Would you copy out the following entries exactly, without any of the pictures?
*** Opening of Recorded data ***
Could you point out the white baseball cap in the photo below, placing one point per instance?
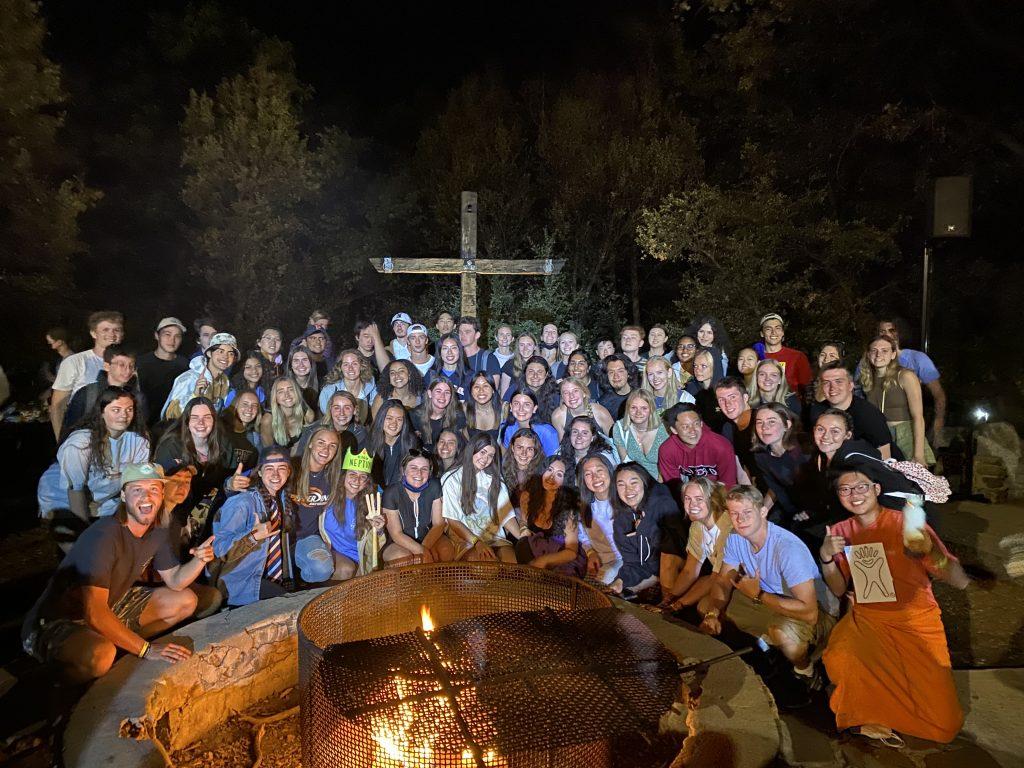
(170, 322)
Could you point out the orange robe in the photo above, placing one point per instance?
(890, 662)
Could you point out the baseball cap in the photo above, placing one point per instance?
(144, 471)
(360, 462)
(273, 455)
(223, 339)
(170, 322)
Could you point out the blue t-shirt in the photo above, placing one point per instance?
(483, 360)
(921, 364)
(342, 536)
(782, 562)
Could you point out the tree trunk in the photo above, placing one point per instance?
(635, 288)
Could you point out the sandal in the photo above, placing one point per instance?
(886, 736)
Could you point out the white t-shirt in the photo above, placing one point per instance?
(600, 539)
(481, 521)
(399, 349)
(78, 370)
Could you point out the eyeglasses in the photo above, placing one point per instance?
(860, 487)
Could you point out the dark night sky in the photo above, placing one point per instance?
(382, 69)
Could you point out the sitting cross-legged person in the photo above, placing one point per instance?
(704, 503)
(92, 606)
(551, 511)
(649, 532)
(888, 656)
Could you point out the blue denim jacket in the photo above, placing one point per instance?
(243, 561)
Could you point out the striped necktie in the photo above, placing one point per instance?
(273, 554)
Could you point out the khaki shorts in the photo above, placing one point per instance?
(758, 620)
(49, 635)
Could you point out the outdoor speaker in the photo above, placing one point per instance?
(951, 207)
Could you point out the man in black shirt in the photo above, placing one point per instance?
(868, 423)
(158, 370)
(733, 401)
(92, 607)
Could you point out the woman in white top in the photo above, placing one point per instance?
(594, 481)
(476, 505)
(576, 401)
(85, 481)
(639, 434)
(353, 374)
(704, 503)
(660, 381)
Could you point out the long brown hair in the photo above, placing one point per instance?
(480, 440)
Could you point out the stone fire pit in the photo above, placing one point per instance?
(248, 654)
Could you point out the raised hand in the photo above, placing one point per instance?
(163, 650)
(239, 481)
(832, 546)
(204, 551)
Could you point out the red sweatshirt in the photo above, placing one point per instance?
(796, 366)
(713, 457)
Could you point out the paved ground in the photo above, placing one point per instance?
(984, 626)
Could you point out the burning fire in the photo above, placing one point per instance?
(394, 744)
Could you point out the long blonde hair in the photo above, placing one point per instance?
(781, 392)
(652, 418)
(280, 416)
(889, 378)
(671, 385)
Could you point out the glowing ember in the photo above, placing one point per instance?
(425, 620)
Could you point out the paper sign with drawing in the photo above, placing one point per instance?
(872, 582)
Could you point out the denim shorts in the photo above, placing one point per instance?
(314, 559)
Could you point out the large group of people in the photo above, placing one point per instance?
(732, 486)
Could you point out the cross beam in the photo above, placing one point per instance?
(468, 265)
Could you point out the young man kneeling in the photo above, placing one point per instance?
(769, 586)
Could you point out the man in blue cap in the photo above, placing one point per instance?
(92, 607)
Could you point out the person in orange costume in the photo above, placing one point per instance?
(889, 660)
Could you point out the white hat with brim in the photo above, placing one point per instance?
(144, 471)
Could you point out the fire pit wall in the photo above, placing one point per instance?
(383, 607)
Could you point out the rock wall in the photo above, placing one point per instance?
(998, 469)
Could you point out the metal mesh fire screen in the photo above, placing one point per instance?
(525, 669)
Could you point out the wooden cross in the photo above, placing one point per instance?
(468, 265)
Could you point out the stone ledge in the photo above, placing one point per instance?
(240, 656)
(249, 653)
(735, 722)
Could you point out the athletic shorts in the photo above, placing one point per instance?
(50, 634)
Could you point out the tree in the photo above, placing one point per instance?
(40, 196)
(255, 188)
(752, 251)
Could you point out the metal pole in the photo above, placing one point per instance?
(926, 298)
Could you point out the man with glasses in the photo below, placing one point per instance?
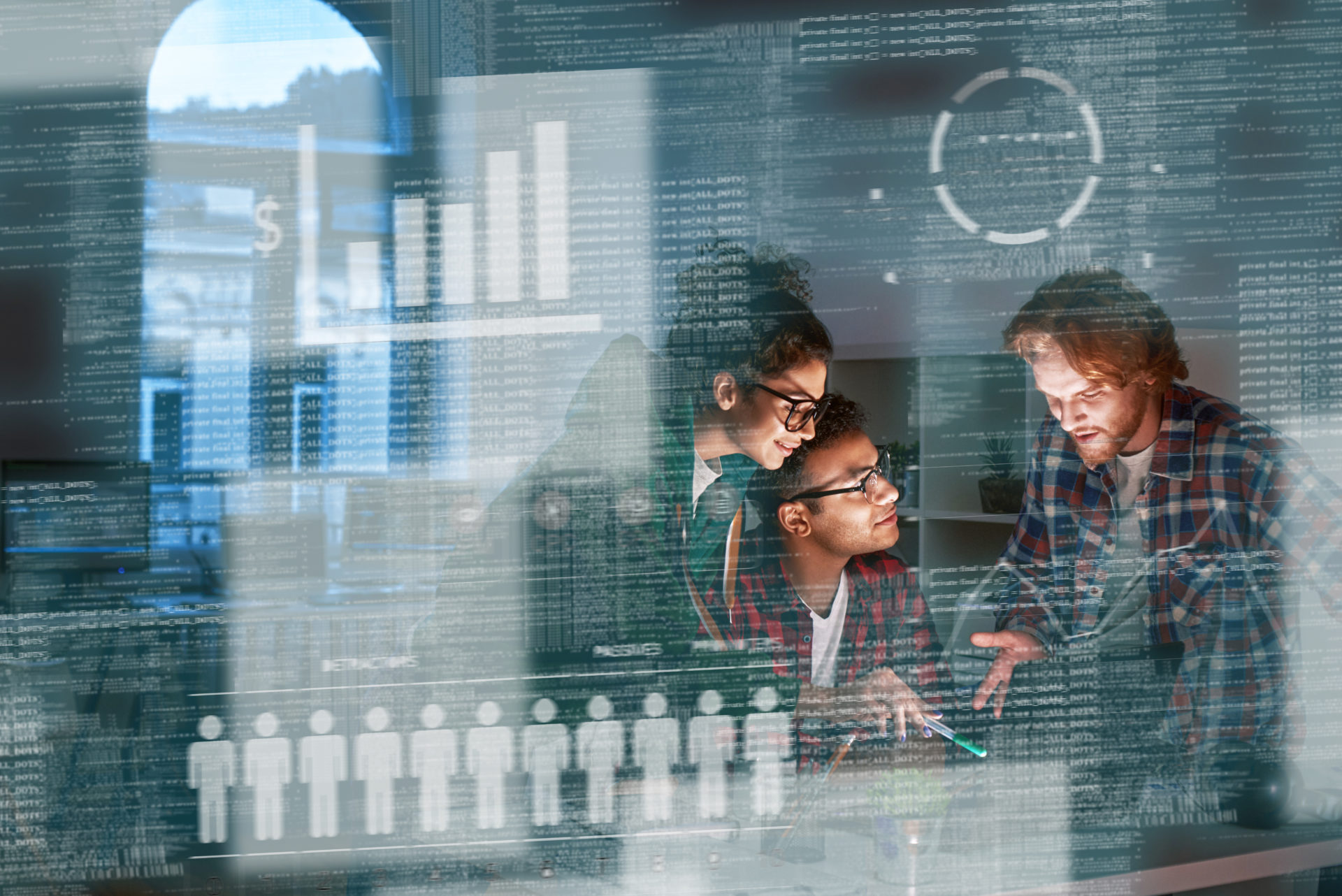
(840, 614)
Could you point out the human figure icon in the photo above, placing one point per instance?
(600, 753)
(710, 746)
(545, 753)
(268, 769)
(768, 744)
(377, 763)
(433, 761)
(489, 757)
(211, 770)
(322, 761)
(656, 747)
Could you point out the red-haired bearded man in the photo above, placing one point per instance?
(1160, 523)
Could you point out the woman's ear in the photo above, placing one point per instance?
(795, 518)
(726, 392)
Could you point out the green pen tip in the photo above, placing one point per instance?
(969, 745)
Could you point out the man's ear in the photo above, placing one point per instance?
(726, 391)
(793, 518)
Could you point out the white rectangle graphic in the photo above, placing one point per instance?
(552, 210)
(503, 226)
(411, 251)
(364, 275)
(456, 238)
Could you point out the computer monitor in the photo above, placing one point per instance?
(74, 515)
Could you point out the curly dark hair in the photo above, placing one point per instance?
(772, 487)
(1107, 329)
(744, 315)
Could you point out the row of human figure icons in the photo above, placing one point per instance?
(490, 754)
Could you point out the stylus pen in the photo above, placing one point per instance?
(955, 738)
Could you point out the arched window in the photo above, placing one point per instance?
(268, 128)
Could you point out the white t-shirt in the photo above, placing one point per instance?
*** Close of Recorded data ***
**Response for this exercise**
Could you point out the white baseball cap in the photo below, placing one point per instance?
(170, 322)
Could you point out the orange robe in the photo above, placing one point per instance?
(890, 662)
Could you point out the baseball cap in the photo above, placing one point per instance?
(144, 471)
(360, 462)
(273, 455)
(223, 339)
(170, 322)
Could you point out the blue t-shirt in the photo above, placing one point per instance?
(483, 360)
(921, 364)
(342, 536)
(782, 562)
Could you point out the tree trunk in the photo above, placing one point per instance?
(635, 288)
Could you point out the sandal in the photo above, placing one point per instance?
(886, 736)
Could you point out the white t-shirt in the photo above, placing one point per instance?
(600, 539)
(481, 521)
(399, 349)
(78, 370)
Could you point out the eyeglasses in the photo above, placing one point per instance?
(860, 487)
Could you point out the dark night sky in the photo above, placing one point per instance?
(382, 69)
Could you point out the sitting cross-legged person in the photo above, placing one point per instance?
(704, 503)
(92, 606)
(551, 511)
(649, 532)
(888, 656)
Could you point out the blue denim jacket in the photo above, placing one point per instance?
(243, 561)
Could you point out the striped necktie in the photo above, placing one point per instance?
(273, 554)
Could you point out the khaki shorts in the photo above, placing one point per instance?
(758, 620)
(49, 635)
Could you point out the outdoor speaker in the photo above, placing one point per instance?
(951, 207)
Could you point out the man in black shirt in the photo above, placing one point per instance?
(868, 423)
(158, 370)
(733, 401)
(92, 607)
Could you point out the woman in white top in the photo above, placing one point per instance?
(594, 481)
(476, 505)
(576, 401)
(85, 481)
(639, 434)
(353, 374)
(704, 503)
(660, 381)
Could you point out the long brown hair in the photo above, placing one point per instance?
(480, 440)
Could you point out the stone fire pit in the photo above, placing one point per instance?
(248, 654)
Could you point out the raised hand in the photo above, placing one point per instance?
(163, 650)
(239, 481)
(832, 546)
(204, 551)
Could you point out the red sweatshirt in the photo above, placing one point per instance?
(796, 366)
(713, 457)
Could you point out the paved ground in the photo above, placing one point per instance?
(984, 626)
Could you point out the burning fire in the photo above, placing one point per instance?
(394, 744)
Could you point out the long blonde hair in the photo above, placing one point per instance?
(781, 392)
(652, 418)
(280, 416)
(889, 378)
(671, 385)
Could you point out the glowing ember in the photo above, placing one point per instance?
(425, 620)
Could you point out the paper sign with drawing in the photo above, placing one point per instance?
(872, 582)
Could you point out the denim shorts in the photo above, placing one point per instance?
(314, 559)
Could you point out the large group of people in the photo above, placing one point per instance?
(732, 486)
Could you point out the cross beam in the photo above, placing one point per instance?
(468, 265)
Could you point out the young man kneeling in the photo above, placing one point per instance?
(769, 586)
Could you point out the man in blue cap in the photo above, placing one point per instance?
(92, 607)
Could you point out the person in orange costume in the photo above, placing one point per instance?
(889, 660)
Could you point out the white hat with brim in the photo above, placing one point per instance?
(144, 471)
Could you point out the fire pit wall in the photo above, placing one point per instance?
(383, 607)
Could you point out the rock wall in the photo above, placing one point per instance?
(998, 469)
Could you point out the metal mesh fire screen in the photo above, placing one point per instance?
(525, 669)
Could you point out the wooden cross in the photo above, placing one point per instance?
(468, 265)
Could you point out the stone ledge in the photo above, placing one point per instance?
(240, 656)
(249, 653)
(735, 722)
Could you point out the athletic shorts in the photo above, placing one point per instance?
(50, 634)
Could you point out the tree in the photo above, placing one point per instance?
(40, 196)
(255, 188)
(752, 251)
Could you point out the metal pole in the photo above, placing one point per instance?
(926, 298)
Could you point out the man with glasses in the photo below, placing one point per instance?
(840, 614)
Could you point out the human figure icon in the photo above, placing one point per instance?
(600, 753)
(710, 746)
(545, 753)
(268, 769)
(768, 744)
(377, 763)
(433, 761)
(489, 757)
(211, 770)
(322, 761)
(656, 747)
Could you point out the red-haired bearded man in the photo above, placing one point per instance?
(1160, 523)
Could you point out the woman's ear in the photo above, placing one point per instance?
(795, 518)
(726, 392)
Could you point out the green pen tip in the photo above, placing one point per instance?
(969, 745)
Could you point out the man's ear in the photo above, placing one point per instance?
(726, 391)
(793, 518)
Could you point out the white rectangle graphic in the photo above, placing one point per instance?
(552, 210)
(503, 226)
(411, 251)
(364, 275)
(456, 238)
Could you point out the computer monitor in the photo above, placing one point per instance?
(74, 515)
Could you point out the curly dark hair in the photo above, placing one point per instance?
(772, 487)
(1107, 329)
(744, 315)
Could you point out the row of human figure icons in the photo above, placing one point per instance?
(490, 754)
Could you point out the stylus pen in the photo above, placing one point per instance?
(955, 738)
Could you point out the arched window in the photo above, placing one point per instance?
(268, 128)
Could you point out the white t-shirt in the photo above, placing one point per instance?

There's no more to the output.